_YOUR ASSIGNMENT:_ Retype the entries below word for word, leaving none out.

_Natural-language object grounding data:_
= Beginning of Section =

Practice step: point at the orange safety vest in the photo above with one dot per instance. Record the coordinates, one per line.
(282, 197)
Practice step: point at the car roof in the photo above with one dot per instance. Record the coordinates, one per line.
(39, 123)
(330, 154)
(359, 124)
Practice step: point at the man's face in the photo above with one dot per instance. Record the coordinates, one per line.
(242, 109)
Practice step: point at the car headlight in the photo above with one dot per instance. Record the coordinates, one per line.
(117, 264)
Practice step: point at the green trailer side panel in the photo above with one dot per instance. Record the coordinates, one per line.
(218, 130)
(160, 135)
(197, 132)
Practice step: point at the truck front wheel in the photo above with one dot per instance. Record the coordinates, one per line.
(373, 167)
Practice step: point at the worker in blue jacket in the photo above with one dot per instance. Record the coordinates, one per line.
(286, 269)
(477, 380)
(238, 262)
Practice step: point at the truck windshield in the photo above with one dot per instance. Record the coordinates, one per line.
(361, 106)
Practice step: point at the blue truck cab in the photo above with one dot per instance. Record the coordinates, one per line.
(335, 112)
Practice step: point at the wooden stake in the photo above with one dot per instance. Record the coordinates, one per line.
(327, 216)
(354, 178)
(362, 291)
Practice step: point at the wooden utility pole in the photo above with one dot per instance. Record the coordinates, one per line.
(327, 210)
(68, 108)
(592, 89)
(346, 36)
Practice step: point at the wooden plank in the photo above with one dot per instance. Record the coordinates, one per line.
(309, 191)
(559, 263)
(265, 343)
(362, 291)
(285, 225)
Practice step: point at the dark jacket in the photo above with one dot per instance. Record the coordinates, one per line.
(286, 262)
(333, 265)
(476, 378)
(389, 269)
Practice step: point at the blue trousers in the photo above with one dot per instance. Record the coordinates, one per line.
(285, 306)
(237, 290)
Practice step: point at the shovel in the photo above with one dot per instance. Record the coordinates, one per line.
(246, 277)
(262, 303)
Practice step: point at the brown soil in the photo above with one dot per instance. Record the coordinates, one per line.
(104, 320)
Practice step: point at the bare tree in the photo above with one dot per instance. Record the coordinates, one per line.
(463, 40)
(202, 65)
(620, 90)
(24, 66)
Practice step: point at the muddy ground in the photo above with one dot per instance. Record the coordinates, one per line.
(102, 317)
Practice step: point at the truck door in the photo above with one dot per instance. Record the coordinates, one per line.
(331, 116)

= End of Section =

_SOLUTION TO THE PROBLEM:_
Practice step: point at the orange safety vest in the photo above with one dot per instance. Record the coordinates, one per line.
(282, 197)
Practice step: point at the car roof in the photo above with one dot per instance. Record the coordinates, one per line.
(39, 123)
(330, 154)
(359, 124)
Practice step: point at the man's face in the photo above with one dot per instance. Record the coordinates, one per line.
(242, 109)
Practice step: point at the car headlight in the photo above with one dot per instance. Record the coordinates, one per line.
(117, 264)
Practice step: point at the green trailer side panel in the photo above with one dot per instance. Record the coordinates, one per line.
(218, 130)
(160, 135)
(197, 132)
Practice step: point at the truck front wheel in the photo above with one dot per instance. Record the coordinates, one per line.
(373, 167)
Practice step: point at the worker in blue jacket in the photo above with one dot per instance. Record the coordinates, one per line.
(286, 269)
(477, 380)
(238, 262)
Practice step: point at the truck windshield in the photo above with one dot per instance. Record the coordinates, one per line.
(361, 106)
Practice step: point at the blue truck cab in the photo above with one dot per instance. Record the coordinates, one per line.
(335, 112)
Practice step: point at the wooden stake in the photo above with one dot per instance. Record the coordinates, one per line.
(327, 216)
(354, 178)
(362, 291)
Practice step: point at the wooden utility pole in the photo above with one dot per instance. Record the coordinates, one per line.
(327, 210)
(68, 108)
(592, 89)
(346, 36)
Practice step: point at the wooden plank in the photo above with one dot per instance. Record the coordinates, one per line.
(309, 191)
(559, 263)
(265, 343)
(362, 291)
(285, 225)
Practice step: point at the dark jacket in the photo above with one dot per instance. Record the coordinates, one per line.
(286, 262)
(333, 265)
(476, 378)
(389, 269)
Practice step: point at the blue trousers in the photo above with one dot per instance. Record the coordinates, one per line.
(285, 306)
(237, 290)
Practice step: point at the shovel in the photo above with one dot per instance. Record the coordinates, one per line.
(246, 277)
(262, 303)
Practice step: point at the brown soil in the photo above with one dot per instance. Record the coordinates, one per line.
(104, 320)
Practice step: point at the bare tree in the photo above with one dot per instance. Record the coordinates, one per line.
(463, 40)
(202, 65)
(620, 90)
(24, 66)
Practice step: point at the muddy ground in the photo above with one dot per instance. Record the coordinates, one per line.
(102, 317)
Practice step: point at the truck door in the photo above with one dot per instance. Record the coordinates, one per line.
(331, 116)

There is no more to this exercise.